Bryony pictured having just set up an automatic weather station (AWS) at their field site at Windless Bight (Mt Erebus in background)
Journey to PhD study
Bryony was eager to take on a new adventure having been inspired by academics working in her field. “I remember meeting Dr Alison Cook in my first tutor meeting as an undergrad at Durham University,” said Bryony.
“She told me all about her experience working for the British Antarctic Survey, flying over the ice and mapping parts of the continent for the very first time. I was amazed that someone could have such a cool job, and it really sparked in me a passion for the polar regions.”
Bryony continued: “After I graduated, I was accepted onto a course in Antarctic Studies at the University of Canterbury in Christchurch, New Zealand. As part of this, we flew down to Scott Base and spent a week camping on the Ross Ice Shelf and learning what it is like to be a scientist in Antarctica.
“This was an incredible, life-changing experience and I knew I wanted to continue in this field; it definitely gave me the Antarctic bug. One masters in Geographic Information Science (GIS) later, I was accepted onto my PhD at the British Antarctic Survey and the University of Leeds.”
The University of Leeds offers an online MSc in Geographical Information Science, and a campus-based MSc in Geographical Information Systems. Individual modules from Geographical Information Science are also available to study as short courses.
Bryony standing with an Antarctic flag at the field site on the Ross Ice Shelf on Christmas Day, 2018
Supportive research community
“At the University of Leeds, I am part of the Institute for Climate and Atmospheric Science (ICAS), which is a vibrant research group of scientists working across a wide spectrum of climate science,” Bryony explained. “At BAS I am part of the Ice Dynamics and Palaeoclimate research group.”
She continued: “Being part of these groups has been a great opportunity to be exposed to research beyond my PhD topic, particularly through the regular online seminar series that both groups have organised since I joined. It has also meant I have been welcomed into a cohort of other PhDs students who all started at the same time as me, and we have been able to support each other on our (sometimes bumpy) rides throughout the first year of our PhDs.

Input data:

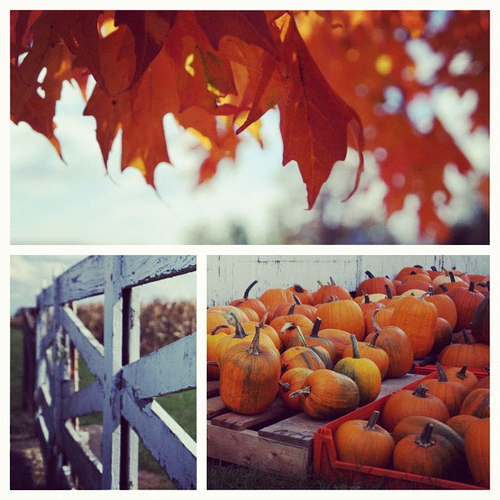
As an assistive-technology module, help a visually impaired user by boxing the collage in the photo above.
[0,0,500,499]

Work request 1:
Translate this sentence from the passage on Bryony's Antarctic studies into Spanish: "This was an incredible, life-changing experience and I knew I wanted to continue in this field; it definitely gave me the Antarctic bug."
Work request 2:
Write out the passage on Bryony's Antarctic studies word for word, from "Bryony standing with" to "of our PhDs.".

Answer area 1:
Esta fue una experiencia increíble que me cambió la vida y supe que quería continuar en este campo; sin duda me contagió el gusanillo de la Antártida.

Answer area 2:
Bryony standing with an Antarctic flag at the field site on the Ross Ice Shelf on Christmas Day, 2018
Supportive research community
“At the University of Leeds, I am part of the Institute for Climate and Atmospheric Science (ICAS), which is a vibrant research group of scientists working across a wide spectrum of climate science,” Bryony explained. “At BAS I am part of the Ice Dynamics and Palaeoclimate research group.”
She continued: “Being part of these groups has been a great opportunity to be exposed to research beyond my PhD topic, particularly through the regular online seminar series that both groups have organised since I joined. It has also meant I have been welcomed into a cohort of other PhDs students who all started at the same time as me, and we have been able to support each other on our (sometimes bumpy) rides throughout the first year of our PhDs.